▸ INPUT MATERIAL:
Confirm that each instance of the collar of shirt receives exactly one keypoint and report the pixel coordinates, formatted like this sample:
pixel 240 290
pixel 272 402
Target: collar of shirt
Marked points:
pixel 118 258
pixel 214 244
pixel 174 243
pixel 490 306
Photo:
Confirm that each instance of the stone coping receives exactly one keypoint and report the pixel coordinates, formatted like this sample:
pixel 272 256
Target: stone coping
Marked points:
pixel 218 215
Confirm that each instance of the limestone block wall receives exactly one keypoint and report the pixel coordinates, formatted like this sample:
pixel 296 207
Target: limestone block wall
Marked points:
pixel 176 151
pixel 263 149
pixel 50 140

▸ TASK: Please copy out each line of the material that holds the string "block".

▸ WRITTEN REPLY:
Confirm that each instance of the limestone block wall receives exactly one keypoint and report the pixel coordinates, formatted like this sample:
Target: limestone block wall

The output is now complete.